- SHORT TASK:
Count how many lines in the records below contain the word "person", and give only that number.

-=-=-

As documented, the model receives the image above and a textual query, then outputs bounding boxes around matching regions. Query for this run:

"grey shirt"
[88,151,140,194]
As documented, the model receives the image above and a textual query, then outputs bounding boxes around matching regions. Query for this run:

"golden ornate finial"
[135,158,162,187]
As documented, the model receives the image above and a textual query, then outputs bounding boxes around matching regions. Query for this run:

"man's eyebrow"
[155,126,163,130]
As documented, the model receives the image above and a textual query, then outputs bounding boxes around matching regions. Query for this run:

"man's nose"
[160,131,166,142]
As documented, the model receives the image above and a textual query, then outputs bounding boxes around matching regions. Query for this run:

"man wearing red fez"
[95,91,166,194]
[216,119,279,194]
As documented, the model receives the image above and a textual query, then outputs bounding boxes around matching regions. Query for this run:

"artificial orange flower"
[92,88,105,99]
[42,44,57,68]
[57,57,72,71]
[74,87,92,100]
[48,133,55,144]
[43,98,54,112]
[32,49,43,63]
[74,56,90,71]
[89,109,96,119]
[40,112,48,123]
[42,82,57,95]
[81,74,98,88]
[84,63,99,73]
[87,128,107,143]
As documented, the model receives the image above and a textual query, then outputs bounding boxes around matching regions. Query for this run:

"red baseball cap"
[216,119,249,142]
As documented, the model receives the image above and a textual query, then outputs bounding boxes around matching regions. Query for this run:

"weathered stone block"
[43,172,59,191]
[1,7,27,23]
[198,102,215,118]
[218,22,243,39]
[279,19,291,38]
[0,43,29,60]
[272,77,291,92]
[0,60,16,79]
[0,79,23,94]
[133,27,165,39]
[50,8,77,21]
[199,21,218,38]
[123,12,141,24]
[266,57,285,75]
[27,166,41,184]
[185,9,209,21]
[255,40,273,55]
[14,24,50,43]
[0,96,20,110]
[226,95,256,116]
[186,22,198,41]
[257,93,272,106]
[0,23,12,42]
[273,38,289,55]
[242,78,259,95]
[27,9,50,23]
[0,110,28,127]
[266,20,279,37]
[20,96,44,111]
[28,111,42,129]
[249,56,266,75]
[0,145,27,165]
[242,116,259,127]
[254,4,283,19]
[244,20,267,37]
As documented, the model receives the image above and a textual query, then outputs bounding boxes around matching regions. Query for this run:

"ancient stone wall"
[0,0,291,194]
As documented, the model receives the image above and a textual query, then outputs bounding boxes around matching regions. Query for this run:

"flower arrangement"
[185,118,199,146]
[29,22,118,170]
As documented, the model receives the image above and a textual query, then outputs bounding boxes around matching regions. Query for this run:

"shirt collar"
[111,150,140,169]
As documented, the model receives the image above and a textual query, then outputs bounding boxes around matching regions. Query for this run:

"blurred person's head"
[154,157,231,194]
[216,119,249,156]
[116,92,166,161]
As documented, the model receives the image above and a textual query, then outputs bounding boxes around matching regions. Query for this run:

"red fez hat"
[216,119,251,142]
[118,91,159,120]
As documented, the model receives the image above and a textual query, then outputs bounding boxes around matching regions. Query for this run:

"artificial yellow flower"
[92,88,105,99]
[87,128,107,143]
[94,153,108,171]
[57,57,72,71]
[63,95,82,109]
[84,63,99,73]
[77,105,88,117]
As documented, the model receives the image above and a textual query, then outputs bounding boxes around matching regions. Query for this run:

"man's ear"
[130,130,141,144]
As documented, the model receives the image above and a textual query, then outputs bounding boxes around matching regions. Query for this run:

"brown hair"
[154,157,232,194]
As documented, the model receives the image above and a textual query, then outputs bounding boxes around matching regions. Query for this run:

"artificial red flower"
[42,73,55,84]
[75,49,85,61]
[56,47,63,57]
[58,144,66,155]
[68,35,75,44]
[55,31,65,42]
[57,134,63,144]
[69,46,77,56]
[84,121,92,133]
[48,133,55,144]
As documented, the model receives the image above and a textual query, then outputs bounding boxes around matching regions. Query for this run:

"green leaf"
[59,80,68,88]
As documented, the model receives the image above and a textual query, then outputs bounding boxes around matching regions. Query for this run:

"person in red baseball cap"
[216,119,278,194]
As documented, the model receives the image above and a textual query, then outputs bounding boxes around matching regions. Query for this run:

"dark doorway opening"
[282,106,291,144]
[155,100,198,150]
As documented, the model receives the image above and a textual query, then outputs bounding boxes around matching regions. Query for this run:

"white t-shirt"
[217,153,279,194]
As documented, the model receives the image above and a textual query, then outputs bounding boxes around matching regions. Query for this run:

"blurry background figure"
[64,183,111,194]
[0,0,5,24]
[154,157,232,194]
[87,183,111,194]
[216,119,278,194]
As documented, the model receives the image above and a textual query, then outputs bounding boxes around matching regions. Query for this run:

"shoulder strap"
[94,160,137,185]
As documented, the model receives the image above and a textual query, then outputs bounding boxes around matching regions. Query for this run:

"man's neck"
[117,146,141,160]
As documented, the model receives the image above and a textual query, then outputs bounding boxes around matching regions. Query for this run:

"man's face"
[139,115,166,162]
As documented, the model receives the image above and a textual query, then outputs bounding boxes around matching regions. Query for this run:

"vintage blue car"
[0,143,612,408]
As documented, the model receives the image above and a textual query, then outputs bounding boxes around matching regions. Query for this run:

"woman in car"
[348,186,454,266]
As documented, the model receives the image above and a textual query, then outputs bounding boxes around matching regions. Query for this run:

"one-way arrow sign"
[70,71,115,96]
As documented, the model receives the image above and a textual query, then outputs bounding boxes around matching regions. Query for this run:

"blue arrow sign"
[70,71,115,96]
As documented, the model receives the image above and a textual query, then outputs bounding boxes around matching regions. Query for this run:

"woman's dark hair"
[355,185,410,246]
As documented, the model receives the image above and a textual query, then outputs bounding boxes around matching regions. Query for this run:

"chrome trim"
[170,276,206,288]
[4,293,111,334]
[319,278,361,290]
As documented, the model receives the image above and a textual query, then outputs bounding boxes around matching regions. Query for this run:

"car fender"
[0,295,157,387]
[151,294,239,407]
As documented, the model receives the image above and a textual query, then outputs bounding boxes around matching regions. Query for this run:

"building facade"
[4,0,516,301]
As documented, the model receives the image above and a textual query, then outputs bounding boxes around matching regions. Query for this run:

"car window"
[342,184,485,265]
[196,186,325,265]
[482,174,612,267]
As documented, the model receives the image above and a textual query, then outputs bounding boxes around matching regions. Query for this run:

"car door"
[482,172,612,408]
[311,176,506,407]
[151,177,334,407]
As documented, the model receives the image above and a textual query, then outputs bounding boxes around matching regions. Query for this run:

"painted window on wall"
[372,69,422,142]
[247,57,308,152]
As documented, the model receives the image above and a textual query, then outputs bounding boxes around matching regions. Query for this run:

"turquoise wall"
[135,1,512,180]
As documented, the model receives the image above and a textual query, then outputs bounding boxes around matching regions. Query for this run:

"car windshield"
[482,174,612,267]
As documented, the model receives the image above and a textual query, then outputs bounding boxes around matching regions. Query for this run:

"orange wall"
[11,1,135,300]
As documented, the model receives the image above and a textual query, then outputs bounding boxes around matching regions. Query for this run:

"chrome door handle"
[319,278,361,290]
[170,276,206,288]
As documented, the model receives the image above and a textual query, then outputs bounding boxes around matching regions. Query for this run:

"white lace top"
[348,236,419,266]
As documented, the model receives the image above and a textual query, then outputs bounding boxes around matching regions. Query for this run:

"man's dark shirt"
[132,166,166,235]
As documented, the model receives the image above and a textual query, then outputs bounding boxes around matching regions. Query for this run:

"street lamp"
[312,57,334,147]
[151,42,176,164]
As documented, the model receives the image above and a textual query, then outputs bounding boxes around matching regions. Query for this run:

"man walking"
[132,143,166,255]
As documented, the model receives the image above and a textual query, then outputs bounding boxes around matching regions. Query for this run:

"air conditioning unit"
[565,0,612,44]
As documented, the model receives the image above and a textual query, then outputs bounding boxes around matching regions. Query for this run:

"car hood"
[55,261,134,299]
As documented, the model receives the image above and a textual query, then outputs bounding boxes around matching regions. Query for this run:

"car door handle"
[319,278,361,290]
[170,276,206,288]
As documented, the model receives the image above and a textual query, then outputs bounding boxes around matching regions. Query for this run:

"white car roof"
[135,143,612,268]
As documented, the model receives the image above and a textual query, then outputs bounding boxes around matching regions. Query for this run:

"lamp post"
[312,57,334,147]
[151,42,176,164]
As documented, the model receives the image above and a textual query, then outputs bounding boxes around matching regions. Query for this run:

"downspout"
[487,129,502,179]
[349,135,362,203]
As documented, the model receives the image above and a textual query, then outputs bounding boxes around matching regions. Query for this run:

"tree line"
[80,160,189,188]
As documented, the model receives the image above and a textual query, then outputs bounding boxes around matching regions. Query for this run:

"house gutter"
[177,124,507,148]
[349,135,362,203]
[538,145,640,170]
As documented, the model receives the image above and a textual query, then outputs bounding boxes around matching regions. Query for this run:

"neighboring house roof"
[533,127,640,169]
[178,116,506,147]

-=-=-

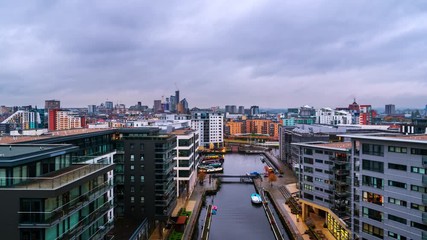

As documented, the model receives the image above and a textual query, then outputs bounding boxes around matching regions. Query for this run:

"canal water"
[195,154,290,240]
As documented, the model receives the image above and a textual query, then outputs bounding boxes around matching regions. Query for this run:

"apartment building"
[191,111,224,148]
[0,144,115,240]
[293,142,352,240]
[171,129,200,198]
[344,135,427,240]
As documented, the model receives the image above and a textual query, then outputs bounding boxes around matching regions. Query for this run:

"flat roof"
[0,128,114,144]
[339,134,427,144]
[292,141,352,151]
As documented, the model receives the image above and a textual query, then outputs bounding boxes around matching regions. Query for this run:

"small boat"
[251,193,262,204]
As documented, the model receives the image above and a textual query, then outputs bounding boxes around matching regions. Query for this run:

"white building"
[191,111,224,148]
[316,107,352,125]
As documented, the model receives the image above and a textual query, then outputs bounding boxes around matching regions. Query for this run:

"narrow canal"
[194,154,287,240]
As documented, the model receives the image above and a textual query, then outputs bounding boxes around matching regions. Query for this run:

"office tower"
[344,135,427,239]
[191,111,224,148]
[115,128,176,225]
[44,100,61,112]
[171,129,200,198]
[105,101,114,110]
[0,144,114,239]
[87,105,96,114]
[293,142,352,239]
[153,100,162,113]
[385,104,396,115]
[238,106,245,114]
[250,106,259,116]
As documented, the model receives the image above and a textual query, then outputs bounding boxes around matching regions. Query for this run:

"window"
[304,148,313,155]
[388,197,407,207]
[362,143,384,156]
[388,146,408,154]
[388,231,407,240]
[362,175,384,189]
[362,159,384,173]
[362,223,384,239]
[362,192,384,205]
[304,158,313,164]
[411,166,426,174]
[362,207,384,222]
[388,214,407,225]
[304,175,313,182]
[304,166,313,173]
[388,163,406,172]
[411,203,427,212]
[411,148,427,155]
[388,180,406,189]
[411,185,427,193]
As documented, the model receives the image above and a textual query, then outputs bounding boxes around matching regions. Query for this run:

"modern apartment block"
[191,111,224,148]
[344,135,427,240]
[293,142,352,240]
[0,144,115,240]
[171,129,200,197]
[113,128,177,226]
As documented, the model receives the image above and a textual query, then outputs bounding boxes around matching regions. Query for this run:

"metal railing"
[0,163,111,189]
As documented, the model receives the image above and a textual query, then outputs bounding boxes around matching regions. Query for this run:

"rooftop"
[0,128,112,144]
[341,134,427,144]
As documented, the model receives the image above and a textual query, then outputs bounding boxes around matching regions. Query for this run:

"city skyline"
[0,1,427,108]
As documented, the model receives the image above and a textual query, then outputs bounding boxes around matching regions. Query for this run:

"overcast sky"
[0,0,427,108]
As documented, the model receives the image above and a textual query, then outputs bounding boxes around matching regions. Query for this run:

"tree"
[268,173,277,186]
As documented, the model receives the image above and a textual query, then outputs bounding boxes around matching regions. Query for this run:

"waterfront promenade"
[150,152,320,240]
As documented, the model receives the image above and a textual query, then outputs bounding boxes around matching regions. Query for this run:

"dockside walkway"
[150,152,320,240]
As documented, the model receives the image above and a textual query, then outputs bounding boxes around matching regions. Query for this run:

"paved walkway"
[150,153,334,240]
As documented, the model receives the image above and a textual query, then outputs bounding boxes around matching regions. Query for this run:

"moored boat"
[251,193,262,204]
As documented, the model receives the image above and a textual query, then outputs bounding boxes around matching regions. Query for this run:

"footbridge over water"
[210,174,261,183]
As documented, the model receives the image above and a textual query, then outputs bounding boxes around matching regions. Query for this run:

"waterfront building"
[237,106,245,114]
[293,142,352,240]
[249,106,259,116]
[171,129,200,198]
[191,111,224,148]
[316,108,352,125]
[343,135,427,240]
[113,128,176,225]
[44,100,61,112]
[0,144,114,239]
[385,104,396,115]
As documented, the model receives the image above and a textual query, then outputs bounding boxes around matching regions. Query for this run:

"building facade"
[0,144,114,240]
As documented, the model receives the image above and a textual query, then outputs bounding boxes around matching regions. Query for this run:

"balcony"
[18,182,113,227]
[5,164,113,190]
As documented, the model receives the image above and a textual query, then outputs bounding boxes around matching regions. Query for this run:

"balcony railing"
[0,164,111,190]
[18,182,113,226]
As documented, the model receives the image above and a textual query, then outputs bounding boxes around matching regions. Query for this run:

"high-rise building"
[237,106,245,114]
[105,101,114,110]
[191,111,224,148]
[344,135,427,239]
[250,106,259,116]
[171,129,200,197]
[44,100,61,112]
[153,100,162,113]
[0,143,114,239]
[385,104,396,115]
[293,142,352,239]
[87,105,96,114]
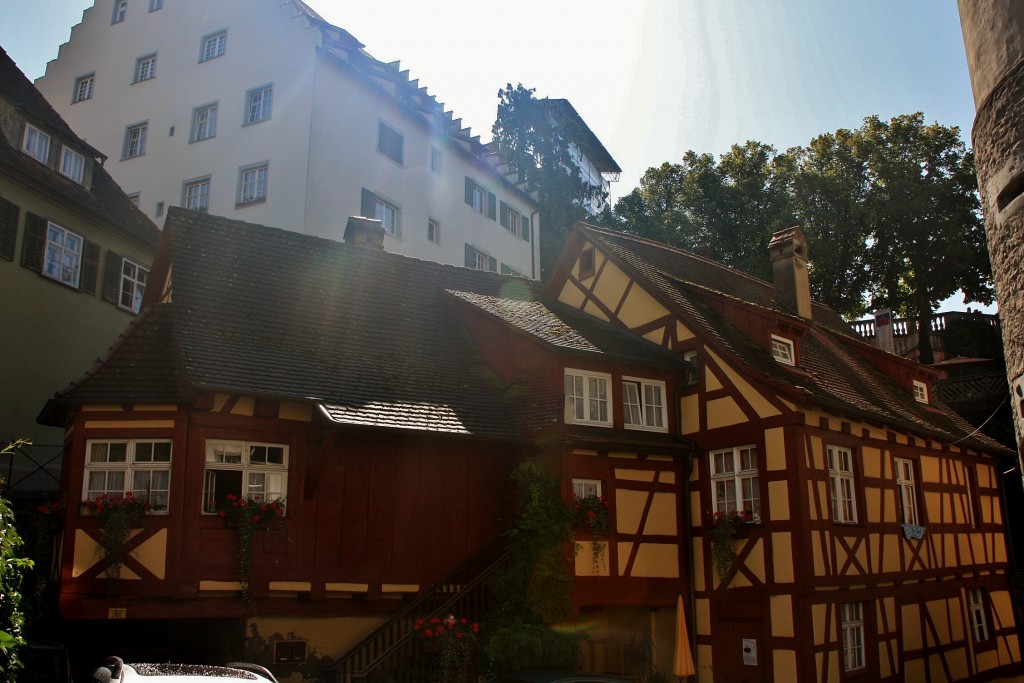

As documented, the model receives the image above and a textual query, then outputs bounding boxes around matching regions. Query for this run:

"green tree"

-=-=-

- RESPONSE TO THE EXERCISE:
2